* **Written task A**
Filter the records below and copy out each line that contains the string "light". Matching is case-sensitive.

** start Excerpt to read **

"I was once a fairly affluent travelling man. My Mom had passed away. Periodically I visited my Father who was in his late sixties, and a particularly challenging fellow to deal with. He sporadically drank a LOT of vodka. I was putting off the time that I would have to deal with the situation. My siblings, for good reasons of their own, could not or would not deal with the situation.
Clearly my Father was losing it. It was only a matter of time. Then I came back from a trip to find that he had had a stroke which had paralysed half his body.
This was twenty eight years ago. I looked into the care giving options, found them to be in excess of $2000 a month and elected to quit travelling to take care of him myself. I got him over his stroke and worked from home. Soon after his recovery I got married for the second time and got custody of my youngest Son.
Aside from the stroke, my Father continued to deteriorate behaviourally. It was indeed a challenging situation. My behaviour toward him was strained some of the time. I have some regrets about that. But ultimately, I did the right thing. No regrets.
Now I am about the age he was when I took over his full time care. He lived as well as could be expected for seven more years. For me this was an exceedingly difficult time, but I have never been sorry that I dealt with it the way I did.
I had a stroke two years ago which just made me stupid for a while. A pretty humbling experience. Fortunately my mental strength returned and then some. Your Mum is twelve years older than I am and her difficulties seem to be beyond simple stroke damage. Her situation is not likely to improve by much.
The costs of providing care for the aged are really extreme. You mentioned $100 per diem for day care. Full care would be double or more. And such care is often not exactly ideal. The young employees who work in such places often get as frustrated as you have been on occasion. When that happens, they are often not too inhibited with their irritation.

** end Excerpt to read **
** start Data section **

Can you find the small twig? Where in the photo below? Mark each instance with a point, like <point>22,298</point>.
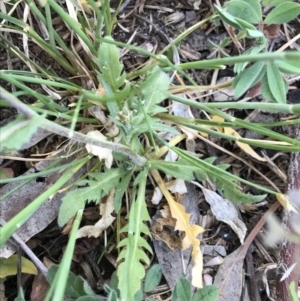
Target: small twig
<point>26,249</point>
<point>62,131</point>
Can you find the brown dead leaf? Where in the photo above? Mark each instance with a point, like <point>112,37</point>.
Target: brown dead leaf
<point>226,212</point>
<point>106,209</point>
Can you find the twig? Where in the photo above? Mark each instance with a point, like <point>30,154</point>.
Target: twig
<point>290,251</point>
<point>62,131</point>
<point>26,249</point>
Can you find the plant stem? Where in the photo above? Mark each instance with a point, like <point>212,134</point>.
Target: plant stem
<point>60,130</point>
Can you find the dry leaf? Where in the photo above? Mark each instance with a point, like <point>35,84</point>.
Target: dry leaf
<point>226,212</point>
<point>230,285</point>
<point>177,186</point>
<point>183,224</point>
<point>161,231</point>
<point>190,239</point>
<point>101,152</point>
<point>106,209</point>
<point>285,202</point>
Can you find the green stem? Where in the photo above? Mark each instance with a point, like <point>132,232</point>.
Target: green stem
<point>62,131</point>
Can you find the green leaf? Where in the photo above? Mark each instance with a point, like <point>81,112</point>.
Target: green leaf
<point>109,64</point>
<point>180,169</point>
<point>154,89</point>
<point>120,190</point>
<point>183,289</point>
<point>207,293</point>
<point>254,34</point>
<point>283,13</point>
<point>9,266</point>
<point>112,296</point>
<point>138,296</point>
<point>6,173</point>
<point>239,67</point>
<point>18,132</point>
<point>131,270</point>
<point>153,278</point>
<point>70,288</point>
<point>174,295</point>
<point>293,291</point>
<point>82,287</point>
<point>276,82</point>
<point>249,11</point>
<point>245,25</point>
<point>266,90</point>
<point>227,17</point>
<point>288,66</point>
<point>231,192</point>
<point>76,199</point>
<point>248,78</point>
<point>88,298</point>
<point>274,2</point>
<point>20,296</point>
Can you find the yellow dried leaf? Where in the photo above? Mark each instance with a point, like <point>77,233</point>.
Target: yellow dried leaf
<point>284,200</point>
<point>183,224</point>
<point>245,147</point>
<point>9,266</point>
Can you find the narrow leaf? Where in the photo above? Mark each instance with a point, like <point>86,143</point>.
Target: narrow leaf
<point>249,11</point>
<point>207,293</point>
<point>184,289</point>
<point>248,78</point>
<point>274,2</point>
<point>266,90</point>
<point>109,64</point>
<point>288,66</point>
<point>283,13</point>
<point>154,89</point>
<point>9,266</point>
<point>276,82</point>
<point>153,278</point>
<point>76,199</point>
<point>227,17</point>
<point>18,132</point>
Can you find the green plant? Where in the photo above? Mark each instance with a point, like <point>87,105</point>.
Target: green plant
<point>135,119</point>
<point>241,15</point>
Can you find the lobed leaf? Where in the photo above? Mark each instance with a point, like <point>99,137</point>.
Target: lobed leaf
<point>181,169</point>
<point>248,78</point>
<point>132,254</point>
<point>276,82</point>
<point>76,199</point>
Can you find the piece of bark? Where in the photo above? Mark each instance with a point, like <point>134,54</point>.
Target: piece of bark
<point>290,252</point>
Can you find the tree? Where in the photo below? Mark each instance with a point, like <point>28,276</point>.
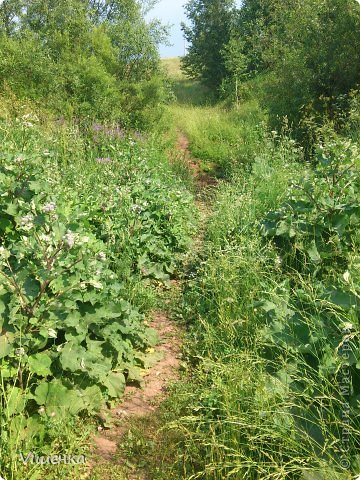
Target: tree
<point>207,34</point>
<point>86,57</point>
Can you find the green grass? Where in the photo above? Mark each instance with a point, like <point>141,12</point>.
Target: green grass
<point>116,188</point>
<point>237,413</point>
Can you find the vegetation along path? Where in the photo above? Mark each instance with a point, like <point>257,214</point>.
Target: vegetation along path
<point>141,402</point>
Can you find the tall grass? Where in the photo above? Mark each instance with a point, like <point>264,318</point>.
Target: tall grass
<point>248,408</point>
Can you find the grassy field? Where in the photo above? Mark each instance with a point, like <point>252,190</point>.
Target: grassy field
<point>255,402</point>
<point>268,296</point>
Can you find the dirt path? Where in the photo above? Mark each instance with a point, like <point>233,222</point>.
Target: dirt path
<point>139,402</point>
<point>144,401</point>
<point>202,179</point>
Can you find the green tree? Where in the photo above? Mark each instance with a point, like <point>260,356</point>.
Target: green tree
<point>207,34</point>
<point>81,57</point>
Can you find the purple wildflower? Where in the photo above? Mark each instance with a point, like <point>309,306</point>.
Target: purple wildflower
<point>104,160</point>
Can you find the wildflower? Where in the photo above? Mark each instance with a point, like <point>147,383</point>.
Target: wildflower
<point>45,238</point>
<point>4,253</point>
<point>103,160</point>
<point>52,333</point>
<point>278,261</point>
<point>26,221</point>
<point>69,238</point>
<point>136,208</point>
<point>49,207</point>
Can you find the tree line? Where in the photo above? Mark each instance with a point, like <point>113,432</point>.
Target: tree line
<point>95,58</point>
<point>306,52</point>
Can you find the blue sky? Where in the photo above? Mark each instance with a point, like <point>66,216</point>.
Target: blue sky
<point>171,12</point>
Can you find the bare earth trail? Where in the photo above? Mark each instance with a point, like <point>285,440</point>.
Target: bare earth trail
<point>140,402</point>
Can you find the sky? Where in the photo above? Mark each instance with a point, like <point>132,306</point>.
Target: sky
<point>171,12</point>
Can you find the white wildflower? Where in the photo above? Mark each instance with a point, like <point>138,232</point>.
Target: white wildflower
<point>69,238</point>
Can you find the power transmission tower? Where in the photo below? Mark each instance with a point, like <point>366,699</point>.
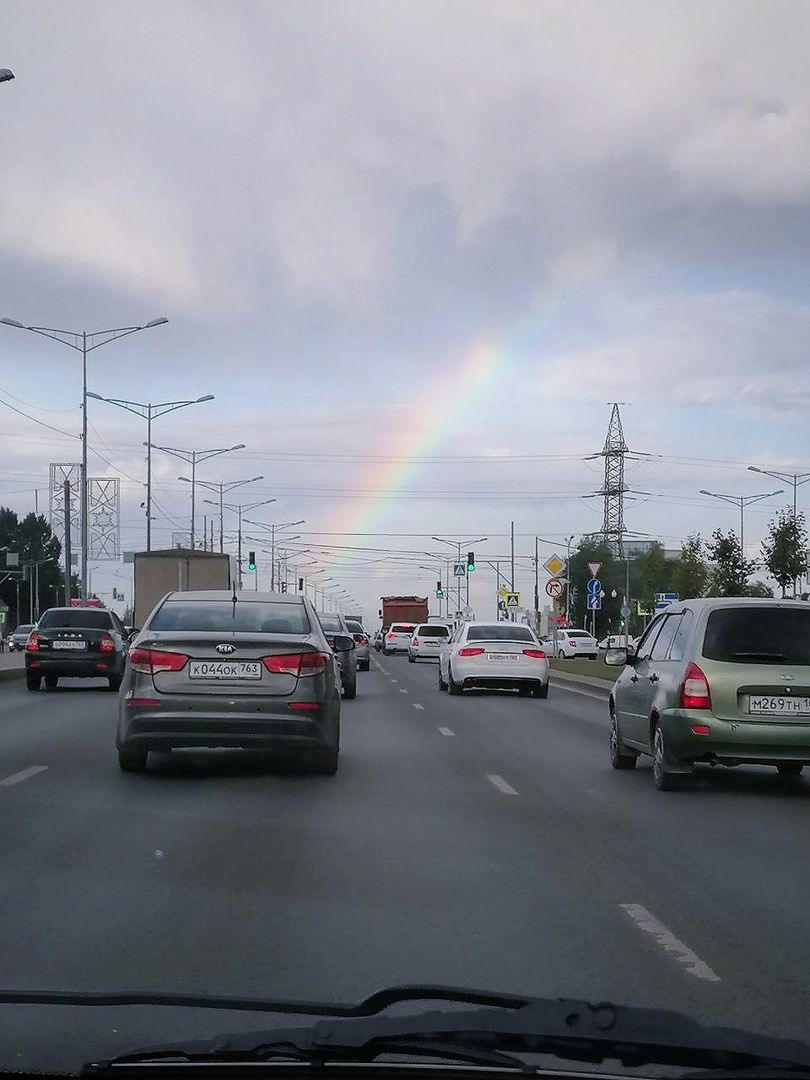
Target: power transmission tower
<point>613,488</point>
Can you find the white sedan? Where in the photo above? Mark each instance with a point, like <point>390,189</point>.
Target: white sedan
<point>504,656</point>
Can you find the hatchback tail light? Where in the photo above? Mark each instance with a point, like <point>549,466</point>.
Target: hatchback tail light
<point>150,661</point>
<point>694,691</point>
<point>295,663</point>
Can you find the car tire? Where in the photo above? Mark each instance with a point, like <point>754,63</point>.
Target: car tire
<point>619,757</point>
<point>663,780</point>
<point>790,769</point>
<point>132,758</point>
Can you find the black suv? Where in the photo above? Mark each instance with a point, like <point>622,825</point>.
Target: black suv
<point>76,643</point>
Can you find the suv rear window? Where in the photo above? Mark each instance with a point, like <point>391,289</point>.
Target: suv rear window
<point>89,618</point>
<point>758,635</point>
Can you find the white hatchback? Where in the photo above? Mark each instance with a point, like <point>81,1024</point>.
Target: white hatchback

** end Data section **

* **Written task B**
In the caregiving account above, what monthly cost did the writer find for the care options considered after the father's stroke?

* **Expected output A**
Can you find the hatchback tail light? Where in the photo above? Mark each instance with a point, like <point>549,466</point>.
Target: hatchback tail light

* **Expected output B**
In excess of $2000 a month.